EXCERPTED PASSAGE:
###

With recent temperatures reaching near the 100-degree mark and above, it is very important that people play it safe and protect themselves from the potential ill effects of extreme heat.   You can become ill from the heat if your body can't compensate for it and properly cool you off. 

These are the main things affecting your body's ability to cool itself during extremely hot weather:

  • High humidity. When the humidity is high, sweat won't evaporate as quickly, which keeps your body from releasing heat as fast as it may need to. 
  • Personal factors. Age, obesity, fever, dehydration, heart disease, mental illness, poor circulation, sunburn, and prescription drug and alcohol use can play a role in whether a person can cool off enough in very hot weather.

Here are some facts about which people are at greatest risk for heat-related illness and what protective actions to take to prevent illness or death:

  • People who are at highest risk are the elderly, the very young, and people with mental illness and chronic diseases
  • But even young and healthy people can get sick from the heat if they participate in strenuous physical activities during hot weather. 
  • Air-conditioning is the number one protective factor against heat-related illness and death. If a home is not air-conditioned, people can reduce their risk for heat-related illness by spending time in public facilities that are air-conditioned.

You can take these steps to prevent heat-related illnesses, injuries, and deaths during hot weather:

  • Stay cool indoors. 
  • Drink plenty of fluids.
  • Replace salt and minerals.
  • Wear appropriate clothing and sunscreen.
  • Schedule outdoor activities carefully.
  • Pace yourself.
  • Use a buddy system.
  • Monitor people at high risk.
  • Adjust to the environment.
  • Do not leave children in cars.
  • Use common sense.
  • Drink Plenty of Fluids - Drink 2-4 glasses of cool fluids each hour.
  • Keep Cool Indoors - If you can, stay in an air-conditioned area. If you don’t have air-conditioning, contact your local health department to see if there are heat-relief shelters near you.

###

SUPPLIED INFORMATION:

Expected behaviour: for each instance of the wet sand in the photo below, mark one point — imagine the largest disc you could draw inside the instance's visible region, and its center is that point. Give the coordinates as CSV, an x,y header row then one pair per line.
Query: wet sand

###

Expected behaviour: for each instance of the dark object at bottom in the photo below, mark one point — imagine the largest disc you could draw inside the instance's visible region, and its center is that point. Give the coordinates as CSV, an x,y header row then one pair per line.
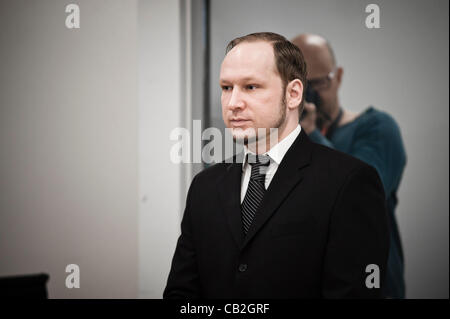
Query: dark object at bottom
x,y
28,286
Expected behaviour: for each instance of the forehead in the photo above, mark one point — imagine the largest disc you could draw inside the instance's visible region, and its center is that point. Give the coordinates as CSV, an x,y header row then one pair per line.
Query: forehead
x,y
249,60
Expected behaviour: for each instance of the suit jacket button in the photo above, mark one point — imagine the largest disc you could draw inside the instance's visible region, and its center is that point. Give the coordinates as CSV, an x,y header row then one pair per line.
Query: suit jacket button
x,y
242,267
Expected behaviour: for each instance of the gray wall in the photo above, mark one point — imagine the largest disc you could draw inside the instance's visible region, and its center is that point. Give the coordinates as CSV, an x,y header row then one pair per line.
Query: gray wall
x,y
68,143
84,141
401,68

###

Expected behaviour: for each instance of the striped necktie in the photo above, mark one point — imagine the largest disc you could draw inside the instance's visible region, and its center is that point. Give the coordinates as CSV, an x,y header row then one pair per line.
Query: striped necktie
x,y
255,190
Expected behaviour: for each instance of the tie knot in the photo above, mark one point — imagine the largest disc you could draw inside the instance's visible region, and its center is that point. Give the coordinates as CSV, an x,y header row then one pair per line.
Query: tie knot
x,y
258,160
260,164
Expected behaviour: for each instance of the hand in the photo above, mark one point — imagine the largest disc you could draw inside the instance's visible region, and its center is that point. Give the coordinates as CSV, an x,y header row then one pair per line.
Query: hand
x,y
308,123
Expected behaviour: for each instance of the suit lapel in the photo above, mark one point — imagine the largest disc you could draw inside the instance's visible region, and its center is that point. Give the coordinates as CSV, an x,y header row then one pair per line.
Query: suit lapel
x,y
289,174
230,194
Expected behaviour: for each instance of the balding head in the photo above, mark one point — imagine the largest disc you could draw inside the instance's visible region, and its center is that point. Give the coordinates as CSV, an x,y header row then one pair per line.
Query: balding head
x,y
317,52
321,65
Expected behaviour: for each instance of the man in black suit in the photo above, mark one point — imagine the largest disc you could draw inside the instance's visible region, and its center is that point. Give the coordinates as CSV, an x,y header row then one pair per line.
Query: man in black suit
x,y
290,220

###

According to the passage on extreme heat, what is the number one protective factor against heat-related illness and death? None of the material is needed for this exercise.

TASK ANSWER: Air-conditioning.